| Activity |
Reproduce what is written in the records below exactly, and leave out the images.

(Supplied entries)

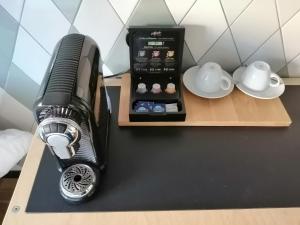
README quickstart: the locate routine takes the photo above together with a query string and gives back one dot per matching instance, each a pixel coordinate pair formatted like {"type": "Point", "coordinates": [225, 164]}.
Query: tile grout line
{"type": "Point", "coordinates": [76, 13]}
{"type": "Point", "coordinates": [212, 45]}
{"type": "Point", "coordinates": [54, 3]}
{"type": "Point", "coordinates": [124, 27]}
{"type": "Point", "coordinates": [261, 45]}
{"type": "Point", "coordinates": [281, 37]}
{"type": "Point", "coordinates": [291, 18]}
{"type": "Point", "coordinates": [188, 48]}
{"type": "Point", "coordinates": [35, 40]}
{"type": "Point", "coordinates": [134, 8]}
{"type": "Point", "coordinates": [108, 1]}
{"type": "Point", "coordinates": [231, 33]}
{"type": "Point", "coordinates": [246, 7]}
{"type": "Point", "coordinates": [11, 62]}
{"type": "Point", "coordinates": [15, 43]}
{"type": "Point", "coordinates": [229, 27]}
{"type": "Point", "coordinates": [187, 12]}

(End Supplied entries)

| Completed exercise |
README quickstart: the locate routine takes the photo above together with a query string and gives back one dot per matching instance, each a pixel coordinate pair formatted like {"type": "Point", "coordinates": [225, 164]}.
Query: tile grout line
{"type": "Point", "coordinates": [76, 13]}
{"type": "Point", "coordinates": [212, 45]}
{"type": "Point", "coordinates": [54, 3]}
{"type": "Point", "coordinates": [124, 27]}
{"type": "Point", "coordinates": [261, 45]}
{"type": "Point", "coordinates": [281, 37]}
{"type": "Point", "coordinates": [291, 18]}
{"type": "Point", "coordinates": [188, 48]}
{"type": "Point", "coordinates": [35, 40]}
{"type": "Point", "coordinates": [134, 8]}
{"type": "Point", "coordinates": [108, 1]}
{"type": "Point", "coordinates": [231, 33]}
{"type": "Point", "coordinates": [246, 7]}
{"type": "Point", "coordinates": [11, 62]}
{"type": "Point", "coordinates": [15, 43]}
{"type": "Point", "coordinates": [229, 27]}
{"type": "Point", "coordinates": [187, 12]}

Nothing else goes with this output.